Entradas de la colección:
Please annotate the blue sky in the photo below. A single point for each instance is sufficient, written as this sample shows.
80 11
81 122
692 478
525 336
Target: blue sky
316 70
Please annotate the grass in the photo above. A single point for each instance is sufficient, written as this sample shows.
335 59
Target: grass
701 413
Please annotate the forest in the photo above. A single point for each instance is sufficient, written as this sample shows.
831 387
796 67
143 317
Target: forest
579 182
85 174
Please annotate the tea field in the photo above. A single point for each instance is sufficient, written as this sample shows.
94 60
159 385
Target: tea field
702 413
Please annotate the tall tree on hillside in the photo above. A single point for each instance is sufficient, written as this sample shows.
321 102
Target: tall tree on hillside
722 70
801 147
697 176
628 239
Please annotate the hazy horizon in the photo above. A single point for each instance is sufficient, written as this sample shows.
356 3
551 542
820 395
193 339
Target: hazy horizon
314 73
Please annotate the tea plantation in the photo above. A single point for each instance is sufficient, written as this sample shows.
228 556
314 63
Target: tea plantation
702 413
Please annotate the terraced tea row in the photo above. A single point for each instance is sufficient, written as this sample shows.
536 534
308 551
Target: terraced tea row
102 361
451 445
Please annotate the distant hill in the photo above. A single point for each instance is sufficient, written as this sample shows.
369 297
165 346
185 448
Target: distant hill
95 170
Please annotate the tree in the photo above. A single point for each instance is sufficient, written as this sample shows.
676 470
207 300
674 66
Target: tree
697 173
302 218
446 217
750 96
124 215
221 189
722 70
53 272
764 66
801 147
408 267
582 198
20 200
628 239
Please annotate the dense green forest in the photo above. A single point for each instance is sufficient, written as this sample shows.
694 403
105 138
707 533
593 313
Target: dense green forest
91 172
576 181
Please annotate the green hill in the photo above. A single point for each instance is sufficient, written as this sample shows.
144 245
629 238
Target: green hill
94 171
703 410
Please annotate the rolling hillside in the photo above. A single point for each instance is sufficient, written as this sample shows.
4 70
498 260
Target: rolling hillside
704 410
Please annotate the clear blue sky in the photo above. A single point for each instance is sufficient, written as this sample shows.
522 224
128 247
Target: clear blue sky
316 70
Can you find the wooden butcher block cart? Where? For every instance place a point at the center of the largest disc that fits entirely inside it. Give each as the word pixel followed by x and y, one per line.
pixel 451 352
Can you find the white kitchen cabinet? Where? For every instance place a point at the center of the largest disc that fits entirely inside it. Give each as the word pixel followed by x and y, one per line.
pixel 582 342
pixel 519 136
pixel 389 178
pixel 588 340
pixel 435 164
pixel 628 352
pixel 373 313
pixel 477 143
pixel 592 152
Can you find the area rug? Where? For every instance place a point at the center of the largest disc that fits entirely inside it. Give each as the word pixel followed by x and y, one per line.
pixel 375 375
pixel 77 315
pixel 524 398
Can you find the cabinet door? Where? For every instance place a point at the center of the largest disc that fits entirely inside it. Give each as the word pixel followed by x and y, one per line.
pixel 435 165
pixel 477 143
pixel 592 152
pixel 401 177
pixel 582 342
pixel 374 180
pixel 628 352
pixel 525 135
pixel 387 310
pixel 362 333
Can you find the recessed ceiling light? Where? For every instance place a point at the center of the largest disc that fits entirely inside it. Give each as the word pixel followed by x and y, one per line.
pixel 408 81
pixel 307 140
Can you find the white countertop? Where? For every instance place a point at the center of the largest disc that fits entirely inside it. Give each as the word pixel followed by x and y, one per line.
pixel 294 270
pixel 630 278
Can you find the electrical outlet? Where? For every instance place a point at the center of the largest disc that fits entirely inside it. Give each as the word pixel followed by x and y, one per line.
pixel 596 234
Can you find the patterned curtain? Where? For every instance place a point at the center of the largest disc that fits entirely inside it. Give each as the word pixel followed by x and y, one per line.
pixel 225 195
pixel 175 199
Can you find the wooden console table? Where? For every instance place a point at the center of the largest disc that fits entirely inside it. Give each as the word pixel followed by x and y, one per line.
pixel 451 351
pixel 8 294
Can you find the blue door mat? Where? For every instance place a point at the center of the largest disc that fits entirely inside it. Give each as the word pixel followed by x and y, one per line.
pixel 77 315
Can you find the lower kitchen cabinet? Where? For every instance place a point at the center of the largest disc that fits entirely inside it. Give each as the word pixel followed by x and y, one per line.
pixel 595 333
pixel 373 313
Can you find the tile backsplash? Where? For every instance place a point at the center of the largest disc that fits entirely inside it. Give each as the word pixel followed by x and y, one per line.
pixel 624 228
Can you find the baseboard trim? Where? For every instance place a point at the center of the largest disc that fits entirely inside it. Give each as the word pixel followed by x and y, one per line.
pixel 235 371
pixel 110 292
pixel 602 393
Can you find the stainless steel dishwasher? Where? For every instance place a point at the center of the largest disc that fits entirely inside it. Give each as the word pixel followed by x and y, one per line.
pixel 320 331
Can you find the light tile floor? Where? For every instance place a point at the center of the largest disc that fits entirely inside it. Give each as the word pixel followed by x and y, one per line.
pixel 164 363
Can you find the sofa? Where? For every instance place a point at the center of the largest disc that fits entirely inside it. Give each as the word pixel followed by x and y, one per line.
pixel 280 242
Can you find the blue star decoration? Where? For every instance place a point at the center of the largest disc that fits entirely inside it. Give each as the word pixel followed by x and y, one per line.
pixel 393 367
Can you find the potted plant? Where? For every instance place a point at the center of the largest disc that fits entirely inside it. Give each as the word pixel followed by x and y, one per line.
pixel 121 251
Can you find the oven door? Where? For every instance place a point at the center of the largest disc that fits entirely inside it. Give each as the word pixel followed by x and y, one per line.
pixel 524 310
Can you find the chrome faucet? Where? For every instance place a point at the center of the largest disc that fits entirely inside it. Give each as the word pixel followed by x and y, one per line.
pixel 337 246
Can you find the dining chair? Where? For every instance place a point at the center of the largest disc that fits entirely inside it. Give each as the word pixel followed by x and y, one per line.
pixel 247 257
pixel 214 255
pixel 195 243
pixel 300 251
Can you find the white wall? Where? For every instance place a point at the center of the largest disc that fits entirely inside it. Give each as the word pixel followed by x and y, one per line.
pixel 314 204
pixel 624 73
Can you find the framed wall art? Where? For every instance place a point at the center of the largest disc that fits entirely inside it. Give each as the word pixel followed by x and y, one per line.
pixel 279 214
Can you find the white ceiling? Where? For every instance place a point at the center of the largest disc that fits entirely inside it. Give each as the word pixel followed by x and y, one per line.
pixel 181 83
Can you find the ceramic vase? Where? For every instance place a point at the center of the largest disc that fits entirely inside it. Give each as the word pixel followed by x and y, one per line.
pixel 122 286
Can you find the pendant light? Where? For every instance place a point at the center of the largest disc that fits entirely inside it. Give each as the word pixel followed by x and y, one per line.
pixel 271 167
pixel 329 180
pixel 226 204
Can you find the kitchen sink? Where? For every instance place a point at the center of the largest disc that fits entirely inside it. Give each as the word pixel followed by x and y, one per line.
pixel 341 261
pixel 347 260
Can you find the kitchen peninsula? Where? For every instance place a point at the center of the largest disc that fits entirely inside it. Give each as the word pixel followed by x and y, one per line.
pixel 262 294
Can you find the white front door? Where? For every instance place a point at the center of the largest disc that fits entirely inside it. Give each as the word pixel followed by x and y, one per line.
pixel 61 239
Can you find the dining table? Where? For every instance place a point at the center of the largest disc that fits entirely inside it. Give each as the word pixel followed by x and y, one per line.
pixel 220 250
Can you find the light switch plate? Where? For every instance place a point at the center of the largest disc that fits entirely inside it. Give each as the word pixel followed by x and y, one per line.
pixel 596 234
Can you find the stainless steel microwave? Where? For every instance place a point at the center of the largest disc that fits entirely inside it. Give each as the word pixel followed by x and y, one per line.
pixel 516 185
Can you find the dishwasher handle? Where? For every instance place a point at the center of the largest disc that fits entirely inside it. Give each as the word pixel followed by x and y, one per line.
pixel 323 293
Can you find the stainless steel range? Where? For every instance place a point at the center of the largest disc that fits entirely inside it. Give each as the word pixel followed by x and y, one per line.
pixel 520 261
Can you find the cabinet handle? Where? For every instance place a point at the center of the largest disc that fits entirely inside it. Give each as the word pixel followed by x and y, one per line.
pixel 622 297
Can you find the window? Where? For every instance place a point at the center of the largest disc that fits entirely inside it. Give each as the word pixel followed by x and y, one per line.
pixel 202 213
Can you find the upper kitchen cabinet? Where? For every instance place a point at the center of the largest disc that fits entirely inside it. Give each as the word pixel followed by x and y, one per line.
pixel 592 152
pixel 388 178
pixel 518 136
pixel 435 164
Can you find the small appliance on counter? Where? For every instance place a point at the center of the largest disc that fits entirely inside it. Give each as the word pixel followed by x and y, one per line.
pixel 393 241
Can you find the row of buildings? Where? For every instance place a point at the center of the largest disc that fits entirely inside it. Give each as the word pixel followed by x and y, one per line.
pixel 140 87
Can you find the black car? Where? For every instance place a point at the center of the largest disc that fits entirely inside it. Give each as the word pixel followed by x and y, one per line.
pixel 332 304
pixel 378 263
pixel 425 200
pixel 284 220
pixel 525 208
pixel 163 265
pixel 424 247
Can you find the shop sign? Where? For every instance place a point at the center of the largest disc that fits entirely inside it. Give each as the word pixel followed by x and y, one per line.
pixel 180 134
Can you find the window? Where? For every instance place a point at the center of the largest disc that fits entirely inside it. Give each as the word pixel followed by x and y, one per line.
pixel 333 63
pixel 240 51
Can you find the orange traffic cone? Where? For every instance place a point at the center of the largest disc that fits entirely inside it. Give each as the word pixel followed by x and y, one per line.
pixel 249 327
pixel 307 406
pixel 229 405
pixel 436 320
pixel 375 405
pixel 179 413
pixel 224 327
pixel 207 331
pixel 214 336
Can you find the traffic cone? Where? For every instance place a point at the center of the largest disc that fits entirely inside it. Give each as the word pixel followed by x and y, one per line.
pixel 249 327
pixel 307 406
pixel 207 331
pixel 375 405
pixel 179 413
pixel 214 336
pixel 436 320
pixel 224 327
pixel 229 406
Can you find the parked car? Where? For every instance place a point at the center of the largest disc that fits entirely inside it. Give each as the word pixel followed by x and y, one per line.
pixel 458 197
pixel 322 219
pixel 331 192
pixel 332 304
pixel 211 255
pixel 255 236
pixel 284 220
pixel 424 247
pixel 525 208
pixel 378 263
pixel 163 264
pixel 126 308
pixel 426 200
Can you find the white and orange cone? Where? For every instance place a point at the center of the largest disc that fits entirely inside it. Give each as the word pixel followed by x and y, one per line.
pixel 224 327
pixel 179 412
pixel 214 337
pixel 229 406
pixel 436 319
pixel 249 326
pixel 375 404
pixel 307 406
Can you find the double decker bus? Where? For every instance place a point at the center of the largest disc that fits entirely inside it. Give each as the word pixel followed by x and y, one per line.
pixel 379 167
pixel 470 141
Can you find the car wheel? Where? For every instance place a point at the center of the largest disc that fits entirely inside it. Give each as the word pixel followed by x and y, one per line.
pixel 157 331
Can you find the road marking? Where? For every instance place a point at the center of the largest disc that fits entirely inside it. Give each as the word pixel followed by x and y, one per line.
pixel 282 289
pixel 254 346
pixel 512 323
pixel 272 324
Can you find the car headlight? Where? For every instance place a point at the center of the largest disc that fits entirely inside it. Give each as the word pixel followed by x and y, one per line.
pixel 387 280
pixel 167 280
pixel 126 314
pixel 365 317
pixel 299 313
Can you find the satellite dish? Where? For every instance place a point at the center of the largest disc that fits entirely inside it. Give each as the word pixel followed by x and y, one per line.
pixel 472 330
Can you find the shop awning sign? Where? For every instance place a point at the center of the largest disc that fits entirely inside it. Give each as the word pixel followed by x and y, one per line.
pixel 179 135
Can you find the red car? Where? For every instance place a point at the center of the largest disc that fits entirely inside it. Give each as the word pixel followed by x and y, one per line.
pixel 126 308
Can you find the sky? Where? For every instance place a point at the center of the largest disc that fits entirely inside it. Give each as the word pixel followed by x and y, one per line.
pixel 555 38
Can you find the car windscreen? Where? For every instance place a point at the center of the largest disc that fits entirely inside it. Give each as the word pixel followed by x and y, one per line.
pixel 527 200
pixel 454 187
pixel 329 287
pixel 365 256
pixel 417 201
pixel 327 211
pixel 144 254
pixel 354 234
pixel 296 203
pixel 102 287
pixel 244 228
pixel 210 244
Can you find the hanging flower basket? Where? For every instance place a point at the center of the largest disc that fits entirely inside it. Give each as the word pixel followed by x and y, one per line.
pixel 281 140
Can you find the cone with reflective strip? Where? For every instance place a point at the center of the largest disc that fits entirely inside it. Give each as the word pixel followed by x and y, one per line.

▶ Instrucciones y requisitos:
Reescribe el fragmento que empieza con la línea que contiene "Can you find the satellite" y termina con la que contiene "pixel 179 135", ambas incluidas, cambiando "disc" por "circle" y dejando todo lo demás igual. Entrega solo esas líneas.

▶ Respuesta:
Can you find the satellite dish? Where? For every instance place a point at the center of the largest circle that fits entirely inside it. Give each as the word pixel followed by x and y, one per line.
pixel 472 330
Can you find the shop awning sign? Where? For every instance place a point at the center of the largest circle that fits entirely inside it. Give each as the word pixel followed by x and y, one per line.
pixel 179 135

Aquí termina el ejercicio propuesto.